───── Input data

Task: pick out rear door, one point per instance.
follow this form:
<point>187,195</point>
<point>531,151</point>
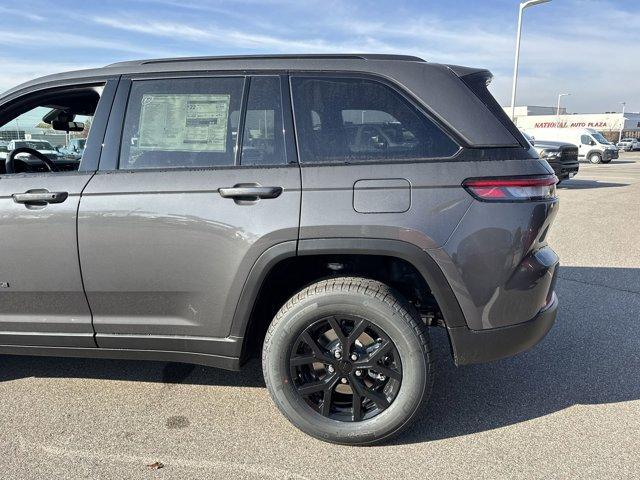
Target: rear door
<point>199,184</point>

──────────

Aim of the exercise>
Print the material again, unchanged, without its pictures.

Solution for this task>
Task: pick out rear door, one point per instance.
follow this form:
<point>187,195</point>
<point>531,151</point>
Target: rear door
<point>199,184</point>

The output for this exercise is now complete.